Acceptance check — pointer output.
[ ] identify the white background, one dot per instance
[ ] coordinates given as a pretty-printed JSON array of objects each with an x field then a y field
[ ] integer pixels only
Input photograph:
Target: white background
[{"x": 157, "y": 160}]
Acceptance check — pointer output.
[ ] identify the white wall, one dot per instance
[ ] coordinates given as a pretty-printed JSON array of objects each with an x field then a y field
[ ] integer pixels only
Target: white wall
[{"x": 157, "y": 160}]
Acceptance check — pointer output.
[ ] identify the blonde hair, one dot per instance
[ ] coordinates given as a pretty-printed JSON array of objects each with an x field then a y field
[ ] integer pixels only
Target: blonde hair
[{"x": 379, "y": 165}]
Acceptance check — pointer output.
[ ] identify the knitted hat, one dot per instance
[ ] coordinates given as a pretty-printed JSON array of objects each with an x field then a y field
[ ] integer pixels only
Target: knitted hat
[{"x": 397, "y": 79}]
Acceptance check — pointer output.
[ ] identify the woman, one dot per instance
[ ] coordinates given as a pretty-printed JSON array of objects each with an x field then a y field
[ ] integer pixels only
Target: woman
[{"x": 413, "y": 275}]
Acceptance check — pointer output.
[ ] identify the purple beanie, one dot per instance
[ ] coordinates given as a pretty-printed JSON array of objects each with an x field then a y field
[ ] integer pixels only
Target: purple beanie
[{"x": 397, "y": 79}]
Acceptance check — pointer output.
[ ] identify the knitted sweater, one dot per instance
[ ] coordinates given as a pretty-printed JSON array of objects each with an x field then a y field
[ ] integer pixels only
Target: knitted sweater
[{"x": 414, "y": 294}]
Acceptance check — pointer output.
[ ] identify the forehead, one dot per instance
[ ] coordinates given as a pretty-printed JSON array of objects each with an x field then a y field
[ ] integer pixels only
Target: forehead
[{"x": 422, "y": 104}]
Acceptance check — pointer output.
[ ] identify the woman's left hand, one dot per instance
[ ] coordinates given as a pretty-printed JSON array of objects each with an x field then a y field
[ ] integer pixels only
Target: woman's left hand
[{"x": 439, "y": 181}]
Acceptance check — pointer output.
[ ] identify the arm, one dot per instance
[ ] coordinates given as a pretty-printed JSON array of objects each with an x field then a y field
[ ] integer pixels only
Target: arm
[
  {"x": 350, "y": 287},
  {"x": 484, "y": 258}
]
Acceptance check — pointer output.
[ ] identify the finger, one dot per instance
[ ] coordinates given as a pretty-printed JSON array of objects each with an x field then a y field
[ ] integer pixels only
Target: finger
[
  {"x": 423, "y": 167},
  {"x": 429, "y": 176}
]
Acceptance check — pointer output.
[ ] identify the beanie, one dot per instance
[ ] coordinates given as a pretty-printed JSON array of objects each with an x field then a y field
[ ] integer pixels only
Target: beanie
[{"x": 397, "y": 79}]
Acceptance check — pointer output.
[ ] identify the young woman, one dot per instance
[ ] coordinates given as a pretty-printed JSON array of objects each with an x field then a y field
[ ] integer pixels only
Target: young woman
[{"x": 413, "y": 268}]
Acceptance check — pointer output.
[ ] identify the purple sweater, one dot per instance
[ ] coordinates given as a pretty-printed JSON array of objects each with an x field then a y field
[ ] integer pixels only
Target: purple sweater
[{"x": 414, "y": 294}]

| EXERCISE INSTRUCTIONS |
Please output the entries above, every line exactly as it reads.

| TASK ANSWER |
Acceptance check — pointer output.
[ ] identify the white background, one dot per instance
[ ] coordinates given as a pretty-printed JSON array of objects each with an x field then a y field
[ ] integer pixels only
Input photograph:
Target: white background
[{"x": 157, "y": 160}]
Acceptance check — pointer output.
[ ] identify the white wall, one dot per instance
[ ] coordinates given as a pretty-printed JSON array of objects each with an x field then a y field
[ ] integer pixels only
Target: white wall
[{"x": 157, "y": 160}]
Acceptance check — pointer output.
[ ] identify the blonde hair, one dot per instance
[ ] coordinates given as a pretty-printed JSON array of objects each with an x field then a y field
[ ] integer pixels only
Target: blonde hair
[{"x": 379, "y": 165}]
Acceptance check — pointer output.
[ ] identify the knitted hat, one dot per instance
[ ] coordinates given as a pretty-printed JSON array of objects each with an x field then a y field
[ ] integer pixels only
Target: knitted hat
[{"x": 397, "y": 79}]
Acceptance check — pointer output.
[ ] identify the woman, one dot per instance
[ ] coordinates given as a pretty-printed JSON array of objects each with an x field then a y field
[ ] integer pixels only
Target: woman
[{"x": 413, "y": 275}]
Acceptance check — pointer output.
[ ] identify the purple beanie, one dot per instance
[ ] coordinates given as a pretty-printed JSON array of objects each with an x field then a y field
[ ] integer pixels only
Target: purple beanie
[{"x": 397, "y": 79}]
Acceptance check — pointer output.
[ ] identify the knitted sweater, one dot per instance
[ ] coordinates given as a pretty-printed JSON array of objects each with an x field then a y field
[ ] integer pixels only
Target: knitted sweater
[{"x": 414, "y": 294}]
Acceptance check — pointer output.
[ ] identify the forehead, one dot per instance
[ ] coordinates given as a pretty-printed JSON array of objects each with an x field then a y field
[ ] integer pixels only
Target: forehead
[{"x": 422, "y": 104}]
Acceptance check — pointer output.
[ ] identify the woman's left hand, one dot per instance
[ ] coordinates given as a pretty-printed JSON array of objects each with an x field then a y field
[ ] integer pixels only
Target: woman's left hand
[{"x": 439, "y": 181}]
Acceptance check — pointer output.
[ ] identify the arm, one dot per instance
[ ] coordinates given as a pretty-printed JSON array of objects each with an x field then a y field
[ ] integer pixels only
Target: arm
[
  {"x": 350, "y": 287},
  {"x": 484, "y": 258}
]
Acceptance check — pointer output.
[ ] identify the finger, one dot per instance
[ ] coordinates given as a pretty-printed JSON array of objects each with an x field then a y field
[ ] integer pixels only
Target: finger
[
  {"x": 423, "y": 167},
  {"x": 429, "y": 176}
]
Acceptance check — pointer output.
[ ] identify the beanie, one dot per instance
[ ] coordinates given as a pretty-printed JSON array of objects each with an x field then a y field
[ ] integer pixels only
Target: beanie
[{"x": 397, "y": 79}]
Acceptance check — pointer output.
[ ] identify the young woman, one dot per instance
[ ] coordinates given as a pretty-printed JSON array of objects each with an x field then a y field
[ ] integer pixels only
Target: young woman
[{"x": 413, "y": 268}]
Acceptance check — pointer output.
[ ] identify the purple sweater, one dot per instance
[ ] coordinates given as a pretty-printed JSON array of objects each with an x field then a y field
[ ] integer pixels only
Target: purple sweater
[{"x": 414, "y": 294}]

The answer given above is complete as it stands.